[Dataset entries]
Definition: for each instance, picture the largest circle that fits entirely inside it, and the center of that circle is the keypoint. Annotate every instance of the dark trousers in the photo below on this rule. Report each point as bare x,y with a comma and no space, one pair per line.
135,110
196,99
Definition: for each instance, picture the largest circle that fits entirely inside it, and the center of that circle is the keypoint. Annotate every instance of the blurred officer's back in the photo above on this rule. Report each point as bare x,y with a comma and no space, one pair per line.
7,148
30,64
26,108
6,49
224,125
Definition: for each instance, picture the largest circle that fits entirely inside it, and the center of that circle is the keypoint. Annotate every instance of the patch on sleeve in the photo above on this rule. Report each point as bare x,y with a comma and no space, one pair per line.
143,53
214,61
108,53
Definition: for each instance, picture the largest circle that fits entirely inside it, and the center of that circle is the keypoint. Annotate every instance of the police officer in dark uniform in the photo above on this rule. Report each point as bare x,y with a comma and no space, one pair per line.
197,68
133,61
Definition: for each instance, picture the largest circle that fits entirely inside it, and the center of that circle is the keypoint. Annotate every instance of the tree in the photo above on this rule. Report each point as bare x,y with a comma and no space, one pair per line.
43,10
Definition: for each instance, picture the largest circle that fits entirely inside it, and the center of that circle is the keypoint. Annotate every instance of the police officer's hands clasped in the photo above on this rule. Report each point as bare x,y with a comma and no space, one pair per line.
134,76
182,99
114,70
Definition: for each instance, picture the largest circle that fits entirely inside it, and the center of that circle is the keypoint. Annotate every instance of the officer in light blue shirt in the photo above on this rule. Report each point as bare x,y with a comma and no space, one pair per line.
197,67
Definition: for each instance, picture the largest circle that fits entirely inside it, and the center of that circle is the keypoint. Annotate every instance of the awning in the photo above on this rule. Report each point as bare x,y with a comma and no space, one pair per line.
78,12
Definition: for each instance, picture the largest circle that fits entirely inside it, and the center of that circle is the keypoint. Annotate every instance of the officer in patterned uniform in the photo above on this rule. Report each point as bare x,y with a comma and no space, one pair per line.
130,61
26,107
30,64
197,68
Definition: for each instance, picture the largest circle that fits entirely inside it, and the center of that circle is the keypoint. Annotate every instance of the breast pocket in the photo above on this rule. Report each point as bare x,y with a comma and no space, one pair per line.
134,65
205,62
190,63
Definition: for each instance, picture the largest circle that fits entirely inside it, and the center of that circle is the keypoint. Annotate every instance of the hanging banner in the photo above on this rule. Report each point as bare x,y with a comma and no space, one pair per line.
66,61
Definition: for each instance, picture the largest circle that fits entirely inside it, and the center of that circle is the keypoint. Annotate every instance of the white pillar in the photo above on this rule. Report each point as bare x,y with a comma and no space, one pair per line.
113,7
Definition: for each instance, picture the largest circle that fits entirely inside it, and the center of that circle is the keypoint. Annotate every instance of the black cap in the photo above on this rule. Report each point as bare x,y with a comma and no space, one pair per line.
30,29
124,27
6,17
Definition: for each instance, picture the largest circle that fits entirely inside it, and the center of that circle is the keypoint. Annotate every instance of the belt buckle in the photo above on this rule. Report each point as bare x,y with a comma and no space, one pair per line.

### What needs to be done
All of the data above needs to be retyped exactly, with each line as it stands.

### Completed exercise
Definition: for each instance, picture the largest circle that fits entirely inside it, and the center of that circle is the keypoint. Annotate every instance of the dark trousers in the photo below on this rule. Report each point as bare x,y with a comma and no space, one pair per line.
135,110
196,99
Definition: for each instance, picture the largest circle that fits entirely inside it, and the center of that circle is the keypoint. Annotate every instance of the blurred officer's back in the photo above on this rule. Report each point as bare x,y with a comma and no space, one pair per line.
7,148
30,64
26,108
6,49
224,125
Definition: for each instance, picture the largest circle that fits entirely inside it, and the center of that circle is the keypoint. Annotate every instance of the patch on sleeve in the photo above on this rule. Report each point as bare x,y with a comma and no space, one pair per line.
143,53
214,61
108,53
Definition: for each instance, picture the largest circle that fits entirely inside it, and the center of that circle is the keypoint. Annotate every instance of the police officer in dark uniform in the photo above on this rule. Report each point as bare x,y with a comma and no space, one pair per line.
197,68
133,61
Definition: for each instance, picture the largest circle that fits entirely inside it, and the center of that circle is the keypoint. Annotate every instance of the tree in the photo above on this rule. Report each point as bare x,y with a comma and no space, one pair per line.
43,10
Definition: for each instance, picture the largest circle that fits entirely inside it, and the center of that circle is the keypoint. Annotate every instance of the police officer's hands clasped in the photo above on this rule. Report each point as bare x,y with a comma and no space, one pair per line.
134,76
182,99
114,70
Definition: for each instance, picture the largest circle that fits entirely inside it, and the center of that circle is the keypoint. Annotate every instance of the officer in light blue shirt in the photo above on this rule. Report each point as bare x,y with a comma and no space, one pair per line.
197,67
Definition: for each instance, picture the largest circle that fits entirely inside it, and the center of that circle is the keypoint. Annotate every instance of the awning in the photo above on this rule. Report each point as bare x,y with a comma and no space, one pair per line.
78,12
Definition: for each instance, picture the largest circle that fits entirely inside it, and the center of that circle is the keypoint. Annotate every instance of the officer in patterned uniform in the photo above on this rule. Report each point as bare x,y with a comma and no space, one pair per line.
130,61
26,107
30,64
197,68
Definition: for each instance, picture the largest circle that fits entirely inside it, and the center of that circle is the keypoint. Annotate every instance of the breast pocket in the photo above on this rule. Report each point as bare x,y with a comma and no space, one pair per line.
134,65
205,62
190,63
Definition: for each instance, picture the largest circle that fits entirely inside it, and the center of that circle is the keypoint. Annotate every instance of the hanging banner in the photo above on this rule. Report each point as bare x,y with a comma and no space, one pair per line.
66,61
Definition: for each instance, picture the largest circle that fits entirely inside it, and the center of that circle is the keypoint. Annotate every instance of the white pillar in the photo above on this rule. Report each point as bare x,y with a comma and no space, one pair per line.
113,7
Definition: for each instance, picture the largest circle that fits entirely inside it, and the center of that circle is the keypoint. Annotate every instance of the black cap in the photo above on this rule. Report each point as bare x,y with a comma and no space, one pair per line.
30,29
124,27
6,17
Definition: for each instance, picture the largest circle that fits entirely inside it, and the center of that circle is the keypoint. Annotate every instance of the belt buckle in the photo above on this rule. Report each point as bare x,y with a comma and no space, one pair per line.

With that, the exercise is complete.